(Records of labeled points)
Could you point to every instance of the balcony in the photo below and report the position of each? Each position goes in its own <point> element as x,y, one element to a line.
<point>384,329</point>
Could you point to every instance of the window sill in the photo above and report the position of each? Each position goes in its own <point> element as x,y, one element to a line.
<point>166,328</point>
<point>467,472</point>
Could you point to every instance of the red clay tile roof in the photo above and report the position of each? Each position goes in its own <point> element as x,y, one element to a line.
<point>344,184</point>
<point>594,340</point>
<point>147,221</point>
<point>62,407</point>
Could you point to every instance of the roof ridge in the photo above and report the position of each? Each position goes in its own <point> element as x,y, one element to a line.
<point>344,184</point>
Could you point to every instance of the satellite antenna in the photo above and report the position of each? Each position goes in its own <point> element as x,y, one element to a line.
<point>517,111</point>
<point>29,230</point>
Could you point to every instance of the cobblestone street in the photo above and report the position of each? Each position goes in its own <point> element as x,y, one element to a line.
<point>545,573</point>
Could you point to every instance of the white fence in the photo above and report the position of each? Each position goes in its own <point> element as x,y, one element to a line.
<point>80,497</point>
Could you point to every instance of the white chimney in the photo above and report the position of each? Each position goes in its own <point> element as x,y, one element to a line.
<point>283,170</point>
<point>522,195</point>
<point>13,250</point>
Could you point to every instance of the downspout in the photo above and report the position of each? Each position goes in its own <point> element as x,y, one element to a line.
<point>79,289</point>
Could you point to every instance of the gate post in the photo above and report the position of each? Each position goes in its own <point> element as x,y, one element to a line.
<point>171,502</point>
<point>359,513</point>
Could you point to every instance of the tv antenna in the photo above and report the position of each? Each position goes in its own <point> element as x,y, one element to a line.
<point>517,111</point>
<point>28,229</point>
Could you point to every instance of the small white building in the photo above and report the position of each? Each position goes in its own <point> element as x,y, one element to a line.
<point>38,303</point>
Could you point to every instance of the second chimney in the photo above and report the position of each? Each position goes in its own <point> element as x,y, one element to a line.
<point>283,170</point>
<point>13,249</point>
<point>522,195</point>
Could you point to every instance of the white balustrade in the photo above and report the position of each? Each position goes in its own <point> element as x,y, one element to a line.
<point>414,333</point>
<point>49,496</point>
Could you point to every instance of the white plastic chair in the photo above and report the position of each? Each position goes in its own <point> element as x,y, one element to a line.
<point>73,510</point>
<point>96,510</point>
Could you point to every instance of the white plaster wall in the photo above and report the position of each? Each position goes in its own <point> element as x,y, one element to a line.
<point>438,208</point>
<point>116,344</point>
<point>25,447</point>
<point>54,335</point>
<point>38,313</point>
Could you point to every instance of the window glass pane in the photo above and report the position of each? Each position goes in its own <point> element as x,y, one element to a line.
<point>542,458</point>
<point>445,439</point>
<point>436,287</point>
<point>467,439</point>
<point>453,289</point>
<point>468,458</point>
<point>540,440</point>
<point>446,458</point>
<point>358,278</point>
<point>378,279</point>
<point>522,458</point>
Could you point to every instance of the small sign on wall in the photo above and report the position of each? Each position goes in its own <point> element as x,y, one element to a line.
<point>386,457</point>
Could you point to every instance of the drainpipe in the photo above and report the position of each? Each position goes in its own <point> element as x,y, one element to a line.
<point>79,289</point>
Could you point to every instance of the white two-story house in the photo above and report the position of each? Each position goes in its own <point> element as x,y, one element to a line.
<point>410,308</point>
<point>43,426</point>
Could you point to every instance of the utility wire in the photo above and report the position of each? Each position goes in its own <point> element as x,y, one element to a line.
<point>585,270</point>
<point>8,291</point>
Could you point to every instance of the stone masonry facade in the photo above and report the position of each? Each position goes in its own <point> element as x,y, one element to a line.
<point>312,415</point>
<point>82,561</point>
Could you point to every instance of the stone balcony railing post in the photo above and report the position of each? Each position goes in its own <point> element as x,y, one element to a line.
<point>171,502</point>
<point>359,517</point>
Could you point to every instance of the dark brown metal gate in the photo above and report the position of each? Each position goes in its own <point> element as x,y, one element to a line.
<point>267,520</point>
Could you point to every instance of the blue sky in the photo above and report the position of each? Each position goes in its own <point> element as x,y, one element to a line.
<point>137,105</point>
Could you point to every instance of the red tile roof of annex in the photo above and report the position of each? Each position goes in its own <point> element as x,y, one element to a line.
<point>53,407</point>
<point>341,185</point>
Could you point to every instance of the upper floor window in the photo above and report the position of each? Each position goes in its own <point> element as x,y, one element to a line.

Requirements ▸ Present every line of the entries above as a numbered list, omitting any blank lines.

Reply ▸
1. Could you point to every instance of the balcony in the photo below and report the position of each? Each position goes in its own <point> element as x,y, one element to a line.
2. <point>384,329</point>
3. Could you point to every instance of the window sill in the photo above and report the position of each? Each position goes in its own <point> element as x,y, one element to a line.
4. <point>166,328</point>
5. <point>467,472</point>
6. Could you point to every instance of the red clay tile roof in the photo above and report the position of each? Each position goes in its own <point> element as x,y, one element to a line.
7. <point>344,184</point>
8. <point>594,340</point>
9. <point>147,221</point>
10. <point>62,407</point>
11. Could you point to every instance of the roof ridge in the photo above and report the position of each? Each position goes in its own <point> element as x,y, one element to a line.
12. <point>344,184</point>
13. Could you point to every instance of the satellite antenna in the photo above and report the position of each? Each position goes in its own <point> element as x,y, one element to a line.
14. <point>517,111</point>
15. <point>29,230</point>
16. Could you point to every instance of the cobblestone street in the photo above and report the position of each? Each position goes in its own <point> element as x,y, one element to a line.
17. <point>545,573</point>
18. Could you point to every instance of the white fence in the photo above and report the position of each? Each position goes in its own <point> element as x,y, one element to a line.
19. <point>80,497</point>
20. Could you point to every instance of the white chimney in the photo above and report the position of each? Each position goes in its own <point> element as x,y, one element to a line.
21. <point>283,170</point>
22. <point>522,195</point>
23. <point>13,250</point>
24. Could you point to every instance of the downspout in the photo above and report the position of each? Each position goes in its own <point> element as x,y, one element to a line.
25. <point>79,289</point>
26. Could you point to every instance of the gate post in the photo above and report the position of each? Each position goes in its own <point> element as x,y, one element to a line.
27. <point>171,502</point>
28. <point>359,513</point>
29. Could you point to every instance of the tv antenna in the photo above and report the position of each? Each position goes in its own <point> element as x,y, one element to a line.
30. <point>517,111</point>
31. <point>28,229</point>
32. Could you point to every instance of the small white building in the photo above and report the position of each? Each position goes in its own <point> element as x,y, one element to a line.
33. <point>38,303</point>
34. Could you point to every instance of the second chimney in the photo above and report the position of each? Each position goes in its own <point> element as x,y, one element to a line.
35. <point>283,170</point>
36. <point>13,249</point>
37. <point>522,195</point>
38. Could you point to every instance of the white balustrade in the photo above and report the position of each? Each position goes in its own <point> element as x,y, one element to a line.
39. <point>414,333</point>
40. <point>49,496</point>
41. Could you point to every instance of the white plastic chair in the photo above and report the position of each? Each position goes in its own <point> element as x,y, one element to a line.
42. <point>73,510</point>
43. <point>96,510</point>
44. Could you point to every instance of the white plaster wall in the photo above and report the position of each? Each position goes in its own <point> element as x,y, one element to a line.
45. <point>438,208</point>
46. <point>116,344</point>
47. <point>25,447</point>
48. <point>54,335</point>
49. <point>38,313</point>
50. Could you point to every instance of the window glass pane in the photo above and report the position of each? Each position goes in its own <point> element as x,y, one element to a line.
51. <point>542,458</point>
52. <point>445,439</point>
53. <point>436,287</point>
54. <point>467,439</point>
55. <point>453,289</point>
56. <point>468,458</point>
57. <point>540,440</point>
58. <point>446,458</point>
59. <point>358,278</point>
60. <point>378,279</point>
61. <point>522,458</point>
62. Could you point to every instance of the small sign on wall in the photo above and report the position of each? Each position goes in its own <point> element as x,y, one element to a line.
63. <point>386,457</point>
64. Could you point to every instance of the drainpipe in the photo above and report the position of each? Each position goes in its own <point> element as x,y, one element to a line.
65. <point>79,289</point>
66. Could you point to every instance of the white two-story house in the photo above and report the position of each? Each position goes in its own <point> element as x,y, one element to a line.
67. <point>410,308</point>
68. <point>43,426</point>
69. Could you point to every instance of the utility wire in the photo above and report the position of each? Each position goes in its own <point> element as x,y, one element to a line.
70. <point>585,270</point>
71. <point>8,291</point>
72. Could you point to every instance of the stone masonry facade in the photo above and report the position of each? Each position goes in its own <point> element as x,y, one element to a line.
73. <point>312,415</point>
74. <point>82,561</point>
75. Could you point to every instance of the stone balcony railing post in the photo above and report the position of each? Each position goes in its own <point> element as x,y, one element to a line.
76. <point>171,502</point>
77. <point>359,517</point>
78. Could you point to every instance of the dark brown metal gate in the photo above and report the position of each? Each position goes in its own <point> element as x,y, one element to a line.
79. <point>267,520</point>
80. Could you point to every instance of the blue sky in the photo above and report the position of each? Each position goes in its own <point> element as x,y, one element to a line.
81. <point>137,105</point>
82. Could you point to every instance of the red tile roof of annex in the photo above and report the position of each? Each position goes in its own <point> element as x,y, one element to a line.
83. <point>53,407</point>
84. <point>341,185</point>
85. Could you point to every instance of the upper floor window in the photo above and report the position of each? Each position goes in its own <point> element as x,y, one element to a line.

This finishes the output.